Run validation without installing dependencies locally.

# Validate generated data using Docker
docker-compose run --rm data-validator

# Run validation on specific output directory
docker-compose run --rm data-validator --input /app/output/custom

# Generate validation report
docker-compose run --rm data-validator --output-report ./validation-report.html

Option 2: Local Python

# Run all unit tests
pytest validation/unit_tests/ -v

# Run integration tests (includes slow tests)
pytest validation/integration_tests/ -v --slow

# Run with coverage report
pytest validation/unit_tests/ --cov=data_generation/generators --cov-report=html

# Run Great Expectations checkpoints
great_expectations checkpoint run all_checkpoints

Option 3: Script-Based

# Run all validations
./scripts/validate.ps1

# Run specific suite
./scripts/validate.ps1 -Suite "slot_machine"

# Generate HTML report
./scripts/validate.ps1 -OutputReport ./validation-report.html

Great Expectations

Data quality validation using the Great Expectations framework.

Setup

pip install great_expectations

# Initialize project (already done)

Data shown:

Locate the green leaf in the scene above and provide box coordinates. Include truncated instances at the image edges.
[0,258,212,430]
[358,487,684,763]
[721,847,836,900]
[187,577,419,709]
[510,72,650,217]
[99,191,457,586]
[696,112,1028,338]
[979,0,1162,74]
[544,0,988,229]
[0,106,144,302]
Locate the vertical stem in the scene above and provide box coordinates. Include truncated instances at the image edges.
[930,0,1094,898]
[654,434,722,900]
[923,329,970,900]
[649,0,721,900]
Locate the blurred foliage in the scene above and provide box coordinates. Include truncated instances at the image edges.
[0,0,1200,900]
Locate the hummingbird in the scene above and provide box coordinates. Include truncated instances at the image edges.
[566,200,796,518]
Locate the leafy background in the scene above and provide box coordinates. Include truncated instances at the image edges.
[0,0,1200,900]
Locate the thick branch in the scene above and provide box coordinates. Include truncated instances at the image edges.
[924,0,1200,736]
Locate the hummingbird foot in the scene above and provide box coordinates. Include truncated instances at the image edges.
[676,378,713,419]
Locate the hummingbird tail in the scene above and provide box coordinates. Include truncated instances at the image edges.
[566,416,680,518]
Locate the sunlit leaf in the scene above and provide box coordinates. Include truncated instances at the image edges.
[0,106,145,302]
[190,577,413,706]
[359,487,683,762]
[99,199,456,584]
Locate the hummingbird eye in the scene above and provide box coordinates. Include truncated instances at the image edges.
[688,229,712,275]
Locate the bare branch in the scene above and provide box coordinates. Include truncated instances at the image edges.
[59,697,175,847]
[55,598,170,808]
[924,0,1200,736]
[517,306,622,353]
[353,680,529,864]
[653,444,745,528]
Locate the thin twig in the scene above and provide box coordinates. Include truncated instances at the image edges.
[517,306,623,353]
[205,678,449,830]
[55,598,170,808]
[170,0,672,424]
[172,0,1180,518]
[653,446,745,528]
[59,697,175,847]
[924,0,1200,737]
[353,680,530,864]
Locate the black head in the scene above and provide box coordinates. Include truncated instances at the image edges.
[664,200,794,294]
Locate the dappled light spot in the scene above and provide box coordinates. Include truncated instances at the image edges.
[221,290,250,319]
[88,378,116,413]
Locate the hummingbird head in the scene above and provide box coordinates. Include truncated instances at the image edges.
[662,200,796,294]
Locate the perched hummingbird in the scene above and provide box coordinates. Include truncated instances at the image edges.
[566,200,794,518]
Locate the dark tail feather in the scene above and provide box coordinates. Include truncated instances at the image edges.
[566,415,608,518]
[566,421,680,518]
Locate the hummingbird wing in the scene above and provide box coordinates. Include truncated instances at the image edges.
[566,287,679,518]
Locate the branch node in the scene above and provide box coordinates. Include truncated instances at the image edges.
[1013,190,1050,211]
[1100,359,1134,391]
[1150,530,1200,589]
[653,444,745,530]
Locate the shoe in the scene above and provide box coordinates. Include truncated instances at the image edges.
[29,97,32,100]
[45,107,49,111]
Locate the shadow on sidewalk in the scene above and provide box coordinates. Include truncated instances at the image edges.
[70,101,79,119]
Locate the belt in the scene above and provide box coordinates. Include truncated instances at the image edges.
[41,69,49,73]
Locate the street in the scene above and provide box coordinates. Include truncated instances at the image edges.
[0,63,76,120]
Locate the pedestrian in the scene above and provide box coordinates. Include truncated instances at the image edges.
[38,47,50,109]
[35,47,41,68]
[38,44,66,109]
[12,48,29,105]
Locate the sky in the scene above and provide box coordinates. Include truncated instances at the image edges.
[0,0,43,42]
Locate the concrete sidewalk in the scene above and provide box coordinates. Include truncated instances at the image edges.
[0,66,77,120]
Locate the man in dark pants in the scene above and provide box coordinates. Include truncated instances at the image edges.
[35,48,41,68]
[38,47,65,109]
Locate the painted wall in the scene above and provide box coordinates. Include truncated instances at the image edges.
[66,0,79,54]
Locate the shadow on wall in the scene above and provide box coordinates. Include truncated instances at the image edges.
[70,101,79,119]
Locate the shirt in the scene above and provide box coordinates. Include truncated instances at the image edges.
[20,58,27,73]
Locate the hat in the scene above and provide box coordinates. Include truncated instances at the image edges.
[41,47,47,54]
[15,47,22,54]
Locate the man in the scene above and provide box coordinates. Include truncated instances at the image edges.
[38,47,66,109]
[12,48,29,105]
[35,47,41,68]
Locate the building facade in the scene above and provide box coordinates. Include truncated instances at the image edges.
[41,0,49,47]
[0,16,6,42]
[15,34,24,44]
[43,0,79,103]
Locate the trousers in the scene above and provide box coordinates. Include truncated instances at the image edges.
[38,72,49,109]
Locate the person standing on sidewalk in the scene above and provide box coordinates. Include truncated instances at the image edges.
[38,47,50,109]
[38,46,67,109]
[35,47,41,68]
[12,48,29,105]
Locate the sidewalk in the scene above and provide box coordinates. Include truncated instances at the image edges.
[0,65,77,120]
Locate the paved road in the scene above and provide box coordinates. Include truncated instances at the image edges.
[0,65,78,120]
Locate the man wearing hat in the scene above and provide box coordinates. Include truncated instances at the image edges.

Short exercise 1:
In the validation setup text, what command installs Great Expectations?
Short exercise 2:
Convert everything in the records from the start down to the line containing "[566,200,796,518]" into a two-column CSV with the columns record_text and answer. Give one row per record, with its text and its answer each in one quoted field and line breaks replaced by spaces.
The validation text and the records have nothing to do with each other.

Task output 1:
pip install great_expectations

Task output 2:
record_text,answer
"Locate the green leaf in the scene above and provide box coordinates. Include truncated instances at the image edges.","[0,258,212,430] [358,487,684,763] [721,847,836,900] [187,577,419,709] [510,72,650,217] [99,191,457,586] [696,112,1028,338] [979,0,1162,74] [544,0,988,229] [0,106,144,302]"
"Locate the vertical stem in the scene above and provide box coordinates. Include truncated instances at the image edges.","[930,0,1094,898] [654,434,722,900] [923,329,970,900] [649,0,721,900]"
"Locate the blurred foliage in the scene above and provide box coordinates. Include truncated instances at the image edges.","[0,0,1200,900]"
"Locate the hummingbird in the scene above and provide box coordinates. Include truncated instances at the image edges.","[566,200,796,518]"